### Extract provided
JENSEN BEACH, FL. Employees at Jan's Place Restaurant on Jensen Beach Boulevard were not reporting symptoms of illness to management when state inspectors arrived on April 22, a violation that public health officials rank as one of the most direct routes to a multi-victim outbreak. That was one of six high-severity violations documented that day. The restaurant was not closed.
The April 22 inspection also found no person in charge present or performing supervisory duties, inadequate handwashing facilities, improper handwashing technique among staff, shellfish without proper identification records, and food being held under a time-as-public-health-control system that was not being properly managed. Two intermediate violations, covering single-use items being reused and inadequate ventilation and lighting, rounded out the report.
What Inspectors Found
The handwashing violations compounded each other in a specific way. Inspectors cited both the physical inadequacy of the handwashing setup and the technique employees used when they did attempt to wash. That means even the handwashing that was happening may not have removed pathogens from workers' hands before they handled food.
The shellfish records violation adds a separate layer of concern. Without proper shell stock identification tags, there is no way to trace oysters, clams, or mussels back to their harvest source if a customer becomes ill. That traceability gap is precisely what allows shellfish-linked illnesses to go unsolved.
What These Violations Mean
The illness reporting failure is the violation that most directly puts customers at risk. When food workers do not disclose symptoms like vomiting, diarrhea, or jaundice to management, they continue preparing and serving food while potentially infectious. Norovirus, the most common cause of foodborne illness outbreaks in restaurant settings, spreads easily from a single infected food handler to dozens of customers through direct contact with food.
The absence of a person in charge is not a paperwork problem. CDC data links establishments without active managerial control to three times more critical violations than those with engaged supervision. At Jan's Place on April 22, there was no one in authority to catch or correct the illness reporting failure, the handwashing breakdowns, or the time-control mismanagement happening simultaneously.
Time as a public health control is a specific system restaurants use when they cannot or do not maintain food at safe temperatures. The food is tracked by time instead, with strict limits on how long it can remain in the temperature danger zone before it must be discarded. When that system is not followed correctly, as inspectors found here, food can sit in bacterial growth conditions far longer than the system is designed to allow.

### Records supplied
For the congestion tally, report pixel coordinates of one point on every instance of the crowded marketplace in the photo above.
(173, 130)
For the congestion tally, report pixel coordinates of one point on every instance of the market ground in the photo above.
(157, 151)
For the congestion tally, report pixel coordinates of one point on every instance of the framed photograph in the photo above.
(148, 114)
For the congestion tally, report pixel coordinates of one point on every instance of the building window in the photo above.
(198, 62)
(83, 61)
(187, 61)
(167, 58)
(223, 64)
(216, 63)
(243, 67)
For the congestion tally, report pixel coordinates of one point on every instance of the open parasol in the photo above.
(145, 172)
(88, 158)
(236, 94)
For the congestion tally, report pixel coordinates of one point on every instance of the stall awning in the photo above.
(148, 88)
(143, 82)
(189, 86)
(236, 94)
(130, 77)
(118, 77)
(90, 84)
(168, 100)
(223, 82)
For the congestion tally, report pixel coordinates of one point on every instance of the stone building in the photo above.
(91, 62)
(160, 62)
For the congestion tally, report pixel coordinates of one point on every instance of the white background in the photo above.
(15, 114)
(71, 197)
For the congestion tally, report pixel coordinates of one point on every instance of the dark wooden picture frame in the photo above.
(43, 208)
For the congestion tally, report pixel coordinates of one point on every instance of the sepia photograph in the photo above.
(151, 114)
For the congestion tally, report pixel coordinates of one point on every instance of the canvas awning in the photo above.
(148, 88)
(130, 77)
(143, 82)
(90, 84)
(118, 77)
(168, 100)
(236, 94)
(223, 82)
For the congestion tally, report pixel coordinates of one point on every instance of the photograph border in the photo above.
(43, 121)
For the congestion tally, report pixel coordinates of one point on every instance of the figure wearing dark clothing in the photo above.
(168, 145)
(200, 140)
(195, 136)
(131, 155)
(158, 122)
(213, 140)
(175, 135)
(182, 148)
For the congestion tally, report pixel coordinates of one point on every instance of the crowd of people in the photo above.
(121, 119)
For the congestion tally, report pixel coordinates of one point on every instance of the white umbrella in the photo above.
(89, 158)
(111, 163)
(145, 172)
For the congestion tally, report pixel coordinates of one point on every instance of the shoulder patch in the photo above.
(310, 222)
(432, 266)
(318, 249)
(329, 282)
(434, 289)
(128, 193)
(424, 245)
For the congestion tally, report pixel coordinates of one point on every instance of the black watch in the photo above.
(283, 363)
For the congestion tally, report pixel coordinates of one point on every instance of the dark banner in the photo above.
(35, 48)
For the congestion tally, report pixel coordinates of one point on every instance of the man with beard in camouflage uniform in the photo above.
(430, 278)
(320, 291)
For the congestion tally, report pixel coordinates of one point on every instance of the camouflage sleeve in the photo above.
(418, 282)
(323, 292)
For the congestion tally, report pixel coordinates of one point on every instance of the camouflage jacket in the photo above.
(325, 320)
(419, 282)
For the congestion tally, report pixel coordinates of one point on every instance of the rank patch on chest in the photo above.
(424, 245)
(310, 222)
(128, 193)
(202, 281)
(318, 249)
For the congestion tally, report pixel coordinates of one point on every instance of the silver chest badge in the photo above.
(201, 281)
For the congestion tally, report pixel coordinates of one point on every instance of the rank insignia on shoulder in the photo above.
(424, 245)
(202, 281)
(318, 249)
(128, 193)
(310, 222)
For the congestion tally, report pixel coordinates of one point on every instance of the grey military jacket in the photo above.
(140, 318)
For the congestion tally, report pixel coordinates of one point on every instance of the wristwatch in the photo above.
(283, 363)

### Exercise brief
Quote the inspection article from "The April 22" to "out the report.". The items play no part in the work here.

### Task output
The April 22 inspection also found no person in charge present or performing supervisory duties, inadequate handwashing facilities, improper handwashing technique among staff, shellfish without proper identification records, and food being held under a time-as-public-health-control system that was not being properly managed. Two intermediate violations, covering single-use items being reused and inadequate ventilation and lighting, rounded out the report.